◆ Document extract:
* begin *

RE: [PATCH V8 0/7] amd-pstate preferred core

From: Meng, Li (Jassmine)
Date: Mon Oct 09 2023 - 22:15:17 EST


[AMD Official Use Only - General]

Hi Oleksandr:

> -----Original Message-----
> From: Oleksandr Natalenko <oleksandr@xxxxxxxxxxxxxx>
> Sent: Monday, October 9, 2023 9:00 PM
> To: Rafael J . Wysocki <rafael.j.wysocki@xxxxxxxxx>; Huang, Ray
> <Ray.Huang@xxxxxxx>; Meng, Li (Jassmine) <Li.Meng@xxxxxxx>
> Cc: linux-pm@xxxxxxxxxxxxxxx; linux-kernel@xxxxxxxxxxxxxxx;
> x86@xxxxxxxxxx; linux-acpi@xxxxxxxxxxxxxxx; Shuah Khan
> <skhan@xxxxxxxxxxxxxxxxxxx>; linux-kselftest@xxxxxxxxxxxxxxx; Fontenot,
> Nathan <Nathan.Fontenot@xxxxxxx>; Sharma, Deepak
> <Deepak.Sharma@xxxxxxx>; Deucher, Alexander
> <Alexander.Deucher@xxxxxxx>; Limonciello, Mario
> <Mario.Limonciello@xxxxxxx>; Huang, Shimmer
> <Shimmer.Huang@xxxxxxx>; Yuan, Perry <Perry.Yuan@xxxxxxx>; Du,
> Xiaojian <Xiaojian.Du@xxxxxxx>; Viresh Kumar <viresh.kumar@xxxxxxxxxx>;
> Borislav Petkov <bp@xxxxxxxxx>
> Subject: Re: [PATCH V8 0/7] amd-pstate preferred core
>
> Hello.
>
> On pondělí 9. října 2023 9:23:29 CEST Meng, Li (Jassmine) wrote:
> > [AMD Official Use Only - General]
> >
> > Hi Oleksandr:
> >
> > > -----Original Message-----
> > > From: Oleksandr Natalenko <oleksandr@xxxxxxxxxxxxxx>
> > > Sent: Monday, October 9, 2023 2:55 PM
> > > To: Rafael J . Wysocki <rafael.j.wysocki@xxxxxxxxx>; Huang, Ray
> > > <Ray.Huang@xxxxxxx>; Meng, Li (Jassmine) <Li.Meng@xxxxxxx>
> > > Cc: linux-pm@xxxxxxxxxxxxxxx; linux-kernel@xxxxxxxxxxxxxxx;
> > > x86@xxxxxxxxxx; linux-acpi@xxxxxxxxxxxxxxx; Shuah Khan
> > > <skhan@xxxxxxxxxxxxxxxxxxx>; linux-kselftest@xxxxxxxxxxxxxxx;
> > > Fontenot, Nathan <Nathan.Fontenot@xxxxxxx>; Sharma, Deepak
> > > <Deepak.Sharma@xxxxxxx>; Deucher, Alexander
> > > <Alexander.Deucher@xxxxxxx>; Limonciello, Mario
> > > <Mario.Limonciello@xxxxxxx>; Huang, Shimmer
> <Shimmer.Huang@xxxxxxx>;
> > > Yuan, Perry <Perry.Yuan@xxxxxxx>; Du, Xiaojian
> > > <Xiaojian.Du@xxxxxxx>; Viresh Kumar <viresh.kumar@xxxxxxxxxx>;
> > > Borislav Petkov <bp@xxxxxxxxx>; Meng, Li (Jassmine)
> > > <Li.Meng@xxxxxxx>
> > > Subject: Re: [PATCH V8 0/7] amd-pstate preferred core
> > >
> > > Hello.
> > >
> > > On pondělí 9. října 2023 4:49:25 CEST Meng Li wrote:
> > > > Hi all:
> > > >
> > > > The core frequency is subjected to the process variation in
> semiconductors.

* end *

◆ Collected data:
* begin *

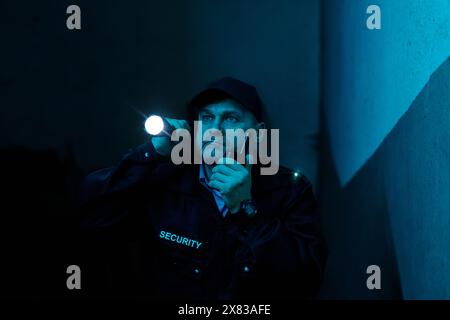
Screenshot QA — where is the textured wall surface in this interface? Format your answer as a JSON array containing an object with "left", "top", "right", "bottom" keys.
[{"left": 324, "top": 0, "right": 450, "bottom": 184}]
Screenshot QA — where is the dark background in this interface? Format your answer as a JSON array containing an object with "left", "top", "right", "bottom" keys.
[{"left": 0, "top": 0, "right": 450, "bottom": 299}]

* end *

◆ Problem set:
1. Check these statements against the amd-pstate preferred core thread. For each one, answer yes or no and quote the exact words of the text that decide it.
(a) Meng, Li (Jassmine) sent the reply on Mon Oct 09 2023.
(b) The thread's subject line refers to version 7 of the patch.
(c) Borislav Petkov is among the recipients of Oleksandr Natalenko's 9:00 PM message.
2. In the amd-pstate preferred core thread, find the Cc line of the message sent at 9:00 PM. List every address there that has no person's name attached.
3. Carry on the amd-pstate preferred core thread, picking up right after its last sentence.

◆ Results for the exercise:
1.
(a) Yes: "Date: Mon Oct 09 2023 - 22:15:17 EST"
(b) No: "[PATCH V8 0/7] amd-pstate preferred core"
(c) Yes: "Borislav Petkov <bp@xxxxxxxxx>"

2.
linux-pm@xxxxxxxxxxxxxxx
linux-kernel@xxxxxxxxxxxxxxx
x86@xxxxxxxxxx
linux-acpi@xxxxxxxxxxxxxxx
linux-kselftest@xxxxxxxxxxxxxxx

3.
> > > > Not all cores are able to reach the maximum frequency respecting
> > > > the infrastructure limits. Consequently, AMD has redefined the
> > > > concept of maximum frequency of a part. This means that a fraction
> > > > of cores can reach maximum frequency. To find the best process
> > > > scheduling policy for a given scenario, OS needs to know the core
> > > > ordering informed by the platform through highest performance
> > > > capability register of the CPPC
> > > interface.
> > > >
> > > > Earlier implementations of amd-pstate preferred core only support
> > > > a static core ranking and targeted performance. Now it has the
> > > > ability to dynamically change the preferred core based on the
> > > > workload and platform conditions and accounting for thermals and
> aging.
> > > >
> > > > Amd-pstate driver utilizes the functions and data structures
> > > > provided by the ITMT architecture to enable the scheduler to favor
> > > > scheduling on cores which can be get a higher frequency with lower
> voltage.
> > > > We call it amd-pstate preferred core.
> > > >
> > > > Here sched_set_itmt_core_prio() is called to set priorities and
> > > > sched_set_itmt_support() is called to enable ITMT feature.
> > > > Amd-pstate driver uses the highest performance value to indicate
> > > > the priority of CPU. The higher value has a higher priority.
> > > >
> > > > Amd-pstate driver will provide an initial core ordering at boot time.
> > > > It relies on the CPPC interface to communicate the core ranking to
> > > > the operating system and scheduler to make sure that OS is
> > > > choosing the cores with highest performance firstly for scheduling the
> process.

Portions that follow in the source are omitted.